| Problem A |
In the Yom Kippur account, how much would a certain rabbi charge to erase all your sins for the past fifty years?
| Problem B |
Rescale the rows below, starting at the first one and ending at the line that contains "[(223, 162), (42, 216), (312, 211)]", both included. Reproduce every line, but multiply each coordinate in the answers by 1.05 and round to whole numbers, with halves rounded up; leave all other numbers as they are and omit the pictures.

| Extracted text |
Zvi Aug/Sep 2000

The days are fast approaching when Jewish people all over the world will come to the synagogues for the holy day of Yom Kippur. Before this great Day of Atonement, many Orthodox people cluster around their rabbis and are afraid even to speak without the permission of these men whom they believe are so righteous and holy.

During this time, many people come to the selichot services, where they recite the penitential prayers asking for forgiveness. So I went to the synagogue to speak to these people. This time I brought with me an article from a well-known newspaper where it was written, in black and white, that for 520 shekels, a certain rabbi would erase all your sins for the past fifty years. The offer was only good through Thursday. So you could sin through Thursday and then pay the rabbi and receive forgiveness.

I asked a rabbi in the presence of his students, “So, what do you think about this?” All the Hasidic (ultra-Orthodox) pupils were looking at the article. Then they asked the rabbi, “Is this according to the Law, or is this rabbi a lawbreaker?”

“First,” he said, “tell me who the rabbi is.”

| Given entries |
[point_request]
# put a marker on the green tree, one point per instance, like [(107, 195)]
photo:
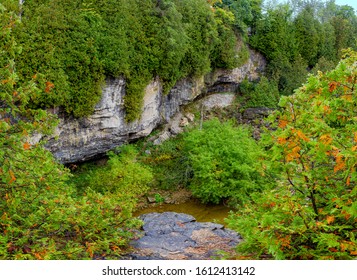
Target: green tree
[(223, 162), (42, 216), (312, 211)]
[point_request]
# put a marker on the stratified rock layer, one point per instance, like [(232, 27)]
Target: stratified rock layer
[(85, 138), (175, 236)]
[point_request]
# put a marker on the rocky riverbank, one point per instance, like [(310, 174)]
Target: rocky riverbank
[(177, 236)]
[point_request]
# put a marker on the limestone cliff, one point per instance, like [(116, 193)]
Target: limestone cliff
[(81, 139)]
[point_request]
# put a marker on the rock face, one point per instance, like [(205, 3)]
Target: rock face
[(174, 236), (82, 139)]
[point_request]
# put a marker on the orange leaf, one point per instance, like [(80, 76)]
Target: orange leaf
[(330, 219), (12, 175), (27, 146), (49, 87), (347, 97), (340, 164), (302, 136), (332, 86), (348, 182), (282, 123), (281, 140), (326, 139)]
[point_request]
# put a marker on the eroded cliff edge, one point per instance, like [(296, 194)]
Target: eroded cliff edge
[(81, 139)]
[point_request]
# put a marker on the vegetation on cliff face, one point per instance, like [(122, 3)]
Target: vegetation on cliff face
[(75, 44), (311, 213), (42, 215), (297, 199)]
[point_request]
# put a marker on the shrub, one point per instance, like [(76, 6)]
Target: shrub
[(42, 217), (223, 159), (312, 212)]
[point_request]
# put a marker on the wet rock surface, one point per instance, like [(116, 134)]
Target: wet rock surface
[(176, 236)]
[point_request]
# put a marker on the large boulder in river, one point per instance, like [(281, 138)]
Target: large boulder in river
[(175, 236)]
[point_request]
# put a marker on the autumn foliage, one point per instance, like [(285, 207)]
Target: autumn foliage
[(311, 213)]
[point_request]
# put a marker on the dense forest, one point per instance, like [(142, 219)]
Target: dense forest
[(294, 189)]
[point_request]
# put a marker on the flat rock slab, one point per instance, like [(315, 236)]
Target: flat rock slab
[(176, 236)]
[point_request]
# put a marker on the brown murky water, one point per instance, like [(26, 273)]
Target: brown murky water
[(202, 212)]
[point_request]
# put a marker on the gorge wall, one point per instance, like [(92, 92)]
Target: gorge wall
[(81, 139)]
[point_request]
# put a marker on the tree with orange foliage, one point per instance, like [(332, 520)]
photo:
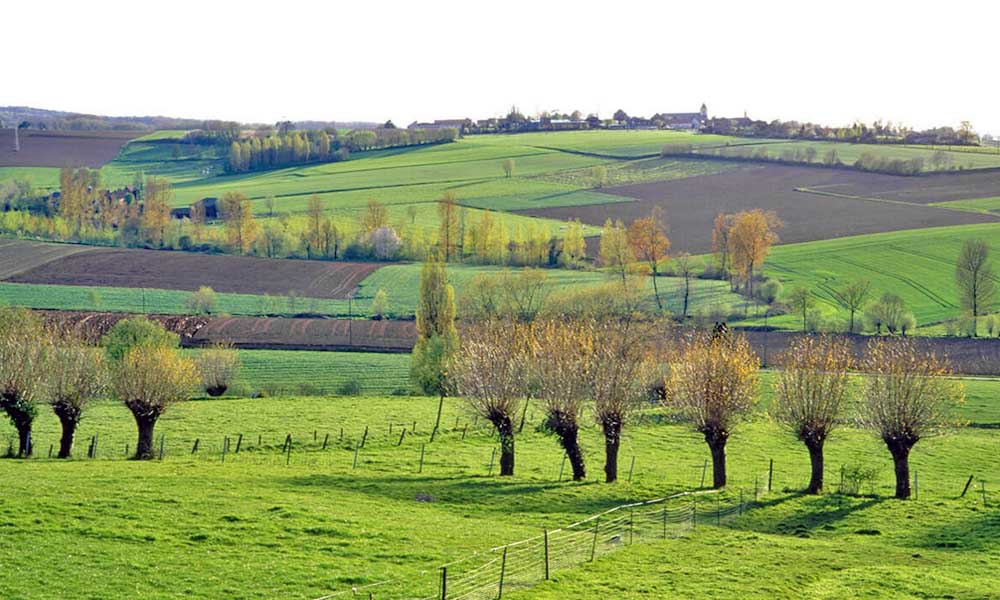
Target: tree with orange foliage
[(649, 242), (448, 234), (720, 241), (750, 241), (712, 387)]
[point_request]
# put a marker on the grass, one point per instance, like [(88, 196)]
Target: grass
[(401, 282), (918, 265), (289, 373), (262, 528)]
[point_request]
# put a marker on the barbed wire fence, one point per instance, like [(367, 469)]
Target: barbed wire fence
[(525, 563)]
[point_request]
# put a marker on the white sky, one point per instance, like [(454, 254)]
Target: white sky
[(829, 62)]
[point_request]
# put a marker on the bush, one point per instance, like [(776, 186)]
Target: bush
[(856, 478), (351, 387), (137, 332), (201, 302), (218, 366)]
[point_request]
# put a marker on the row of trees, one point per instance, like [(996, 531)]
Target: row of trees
[(261, 152), (612, 364), (138, 363)]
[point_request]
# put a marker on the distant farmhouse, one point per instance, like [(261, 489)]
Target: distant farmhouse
[(515, 122)]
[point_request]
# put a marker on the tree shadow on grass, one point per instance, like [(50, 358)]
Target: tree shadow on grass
[(810, 513), (485, 494)]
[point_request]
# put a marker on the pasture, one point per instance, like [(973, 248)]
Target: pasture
[(691, 204), (265, 525), (917, 265)]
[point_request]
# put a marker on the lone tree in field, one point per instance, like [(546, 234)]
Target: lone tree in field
[(974, 275), (218, 366), (136, 331), (149, 380), (649, 243), (811, 394), (508, 167), (560, 361), (437, 338), (491, 374), (853, 297), (721, 228), (712, 386), (449, 236), (802, 301), (616, 254), (618, 375), (906, 396), (239, 223), (77, 376), (750, 240), (24, 354)]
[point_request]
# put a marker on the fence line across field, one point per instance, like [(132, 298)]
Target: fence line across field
[(524, 563)]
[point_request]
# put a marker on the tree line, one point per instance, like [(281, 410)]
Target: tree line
[(612, 366), (138, 363), (262, 151)]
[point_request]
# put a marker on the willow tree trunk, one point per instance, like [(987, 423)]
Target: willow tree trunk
[(69, 418), (716, 441), (816, 458), (570, 441), (505, 431), (900, 450), (612, 442), (144, 445)]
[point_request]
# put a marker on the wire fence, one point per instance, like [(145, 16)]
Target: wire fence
[(525, 563)]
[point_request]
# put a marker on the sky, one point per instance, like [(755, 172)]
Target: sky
[(372, 60)]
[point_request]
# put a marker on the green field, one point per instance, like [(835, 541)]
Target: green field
[(400, 281), (264, 525), (918, 265)]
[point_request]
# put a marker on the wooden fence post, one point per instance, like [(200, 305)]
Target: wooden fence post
[(593, 544), (503, 570), (967, 484), (545, 532)]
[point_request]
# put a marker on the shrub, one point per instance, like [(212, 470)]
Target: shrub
[(201, 302), (351, 387), (856, 478), (137, 332), (218, 366)]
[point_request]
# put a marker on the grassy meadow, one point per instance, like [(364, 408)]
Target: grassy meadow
[(264, 525), (918, 265)]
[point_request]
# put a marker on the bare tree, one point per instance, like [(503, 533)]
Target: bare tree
[(149, 380), (974, 275), (853, 297), (906, 396), (490, 372), (617, 375), (811, 393), (712, 386), (218, 366), (77, 376), (24, 353), (560, 362)]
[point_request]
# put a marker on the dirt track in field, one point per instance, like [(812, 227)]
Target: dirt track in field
[(62, 148), (189, 271), (691, 204), (17, 256)]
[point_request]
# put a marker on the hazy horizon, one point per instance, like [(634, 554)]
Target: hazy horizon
[(387, 60)]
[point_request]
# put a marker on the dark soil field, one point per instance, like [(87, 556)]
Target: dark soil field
[(188, 271), (308, 334), (691, 204), (17, 256), (62, 148)]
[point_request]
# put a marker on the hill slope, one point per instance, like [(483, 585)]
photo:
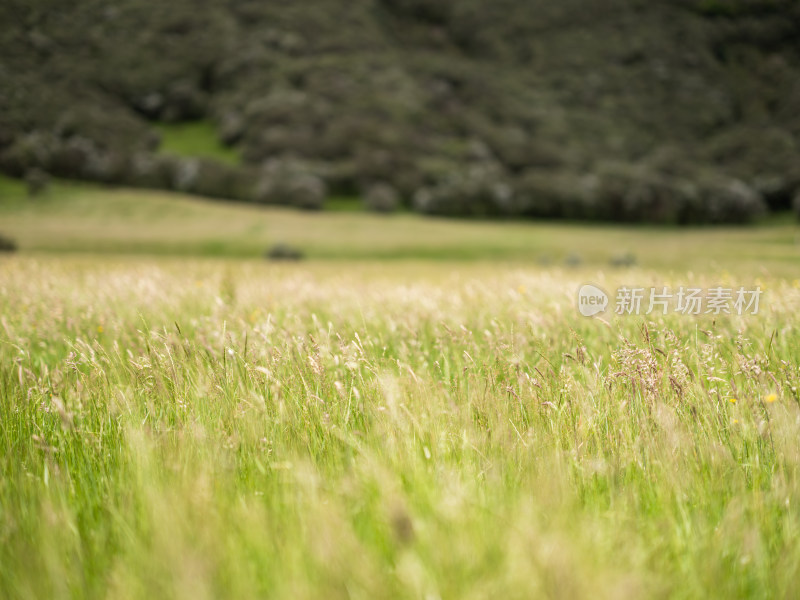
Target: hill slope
[(610, 109)]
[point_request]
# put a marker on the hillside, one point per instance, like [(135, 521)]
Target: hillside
[(667, 111)]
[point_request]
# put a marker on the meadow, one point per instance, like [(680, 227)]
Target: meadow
[(417, 411)]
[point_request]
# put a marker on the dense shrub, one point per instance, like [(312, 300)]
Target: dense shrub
[(38, 181), (290, 183), (382, 198), (478, 191), (284, 252), (420, 95), (7, 244)]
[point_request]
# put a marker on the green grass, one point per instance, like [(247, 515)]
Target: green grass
[(225, 428), (197, 139), (81, 218)]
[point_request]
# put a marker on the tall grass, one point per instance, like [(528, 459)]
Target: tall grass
[(209, 429)]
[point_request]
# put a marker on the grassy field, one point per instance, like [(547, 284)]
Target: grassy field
[(79, 218), (221, 426)]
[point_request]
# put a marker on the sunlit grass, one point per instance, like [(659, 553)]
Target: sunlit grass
[(81, 218), (237, 429)]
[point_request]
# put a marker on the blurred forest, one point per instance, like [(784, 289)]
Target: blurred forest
[(672, 111)]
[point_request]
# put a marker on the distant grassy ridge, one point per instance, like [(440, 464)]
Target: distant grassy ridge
[(81, 218)]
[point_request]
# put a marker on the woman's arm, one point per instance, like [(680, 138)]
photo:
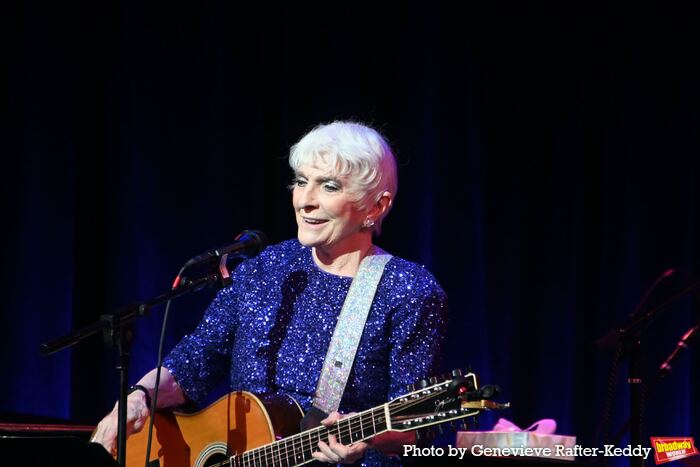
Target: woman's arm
[(137, 410)]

| Response A |
520 shekels.

| Response B |
[point_request]
# put a marker on the green tree, one point per instance, like [(107, 195)]
photo:
Target: green tree
[(234, 170), (44, 227), (328, 222)]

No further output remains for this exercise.